++++ Records for this task ++++

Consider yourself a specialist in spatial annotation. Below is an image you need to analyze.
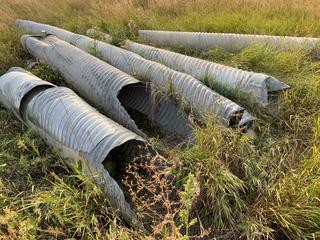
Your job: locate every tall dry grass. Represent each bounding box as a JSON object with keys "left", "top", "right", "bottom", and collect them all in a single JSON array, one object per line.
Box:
[{"left": 0, "top": 0, "right": 320, "bottom": 239}]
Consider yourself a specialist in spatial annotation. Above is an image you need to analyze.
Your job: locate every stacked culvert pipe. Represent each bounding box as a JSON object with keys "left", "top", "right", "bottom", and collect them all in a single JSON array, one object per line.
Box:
[
  {"left": 0, "top": 68, "right": 154, "bottom": 225},
  {"left": 21, "top": 34, "right": 194, "bottom": 139},
  {"left": 17, "top": 20, "right": 252, "bottom": 127},
  {"left": 139, "top": 30, "right": 320, "bottom": 55},
  {"left": 125, "top": 41, "right": 289, "bottom": 108}
]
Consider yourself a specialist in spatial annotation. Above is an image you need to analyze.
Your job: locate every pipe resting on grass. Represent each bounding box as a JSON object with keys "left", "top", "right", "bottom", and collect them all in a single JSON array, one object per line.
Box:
[
  {"left": 0, "top": 68, "right": 155, "bottom": 227},
  {"left": 21, "top": 34, "right": 194, "bottom": 139},
  {"left": 17, "top": 20, "right": 253, "bottom": 128},
  {"left": 125, "top": 41, "right": 289, "bottom": 109}
]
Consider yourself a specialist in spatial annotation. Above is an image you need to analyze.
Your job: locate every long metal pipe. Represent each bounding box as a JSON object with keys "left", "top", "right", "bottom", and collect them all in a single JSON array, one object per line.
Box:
[
  {"left": 17, "top": 20, "right": 252, "bottom": 129},
  {"left": 21, "top": 32, "right": 193, "bottom": 139},
  {"left": 125, "top": 40, "right": 289, "bottom": 108},
  {"left": 139, "top": 30, "right": 320, "bottom": 55},
  {"left": 0, "top": 68, "right": 153, "bottom": 225}
]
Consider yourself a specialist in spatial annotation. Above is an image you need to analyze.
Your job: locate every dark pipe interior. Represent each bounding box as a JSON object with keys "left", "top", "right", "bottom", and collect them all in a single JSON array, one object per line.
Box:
[
  {"left": 102, "top": 140, "right": 151, "bottom": 181},
  {"left": 118, "top": 83, "right": 161, "bottom": 136}
]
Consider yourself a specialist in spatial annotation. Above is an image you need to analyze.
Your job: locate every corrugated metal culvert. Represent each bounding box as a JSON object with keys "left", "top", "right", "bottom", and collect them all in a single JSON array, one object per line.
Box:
[
  {"left": 125, "top": 41, "right": 289, "bottom": 107},
  {"left": 21, "top": 32, "right": 193, "bottom": 139},
  {"left": 139, "top": 30, "right": 320, "bottom": 55},
  {"left": 17, "top": 20, "right": 252, "bottom": 130},
  {"left": 0, "top": 68, "right": 154, "bottom": 227}
]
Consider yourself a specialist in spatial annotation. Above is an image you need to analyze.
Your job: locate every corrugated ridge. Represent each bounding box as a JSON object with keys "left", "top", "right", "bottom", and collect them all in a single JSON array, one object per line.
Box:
[
  {"left": 126, "top": 41, "right": 289, "bottom": 107},
  {"left": 22, "top": 33, "right": 192, "bottom": 138},
  {"left": 17, "top": 20, "right": 252, "bottom": 126},
  {"left": 0, "top": 69, "right": 149, "bottom": 227}
]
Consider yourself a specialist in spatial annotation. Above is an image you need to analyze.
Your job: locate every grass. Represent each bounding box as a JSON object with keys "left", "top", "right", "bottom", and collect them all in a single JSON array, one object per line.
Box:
[{"left": 0, "top": 0, "right": 320, "bottom": 239}]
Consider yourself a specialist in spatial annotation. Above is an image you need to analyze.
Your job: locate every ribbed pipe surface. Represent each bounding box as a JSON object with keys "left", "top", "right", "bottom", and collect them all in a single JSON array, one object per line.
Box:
[
  {"left": 139, "top": 30, "right": 320, "bottom": 55},
  {"left": 0, "top": 68, "right": 149, "bottom": 227},
  {"left": 21, "top": 35, "right": 193, "bottom": 139},
  {"left": 125, "top": 41, "right": 289, "bottom": 107},
  {"left": 17, "top": 20, "right": 252, "bottom": 126}
]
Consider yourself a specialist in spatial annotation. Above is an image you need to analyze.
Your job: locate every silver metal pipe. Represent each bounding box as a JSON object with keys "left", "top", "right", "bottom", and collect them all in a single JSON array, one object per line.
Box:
[
  {"left": 139, "top": 30, "right": 320, "bottom": 55},
  {"left": 17, "top": 20, "right": 252, "bottom": 129},
  {"left": 125, "top": 41, "right": 289, "bottom": 108},
  {"left": 0, "top": 68, "right": 151, "bottom": 225},
  {"left": 21, "top": 32, "right": 194, "bottom": 139}
]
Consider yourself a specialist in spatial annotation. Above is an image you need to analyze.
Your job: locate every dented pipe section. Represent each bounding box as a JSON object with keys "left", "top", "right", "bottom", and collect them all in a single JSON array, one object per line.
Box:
[
  {"left": 139, "top": 30, "right": 320, "bottom": 56},
  {"left": 0, "top": 68, "right": 151, "bottom": 225},
  {"left": 21, "top": 35, "right": 194, "bottom": 139},
  {"left": 17, "top": 20, "right": 252, "bottom": 127},
  {"left": 126, "top": 41, "right": 289, "bottom": 108}
]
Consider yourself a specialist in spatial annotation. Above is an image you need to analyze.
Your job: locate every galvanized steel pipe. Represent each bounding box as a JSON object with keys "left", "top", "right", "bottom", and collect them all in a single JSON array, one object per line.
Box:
[
  {"left": 17, "top": 20, "right": 252, "bottom": 126},
  {"left": 125, "top": 41, "right": 289, "bottom": 107},
  {"left": 0, "top": 68, "right": 149, "bottom": 227},
  {"left": 21, "top": 32, "right": 193, "bottom": 139},
  {"left": 139, "top": 30, "right": 320, "bottom": 55}
]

++++

• **Aim**:
Pull out every line of the items above that contains the word "tall". Case counts, so match it letter for letter.

• **Result for this exercise**:
Your job: locate every tall dry grass. Represent each bounding box as a JSON object with keys "left", "top", "right", "bottom", and collect them all in a single JSON array, one object per line.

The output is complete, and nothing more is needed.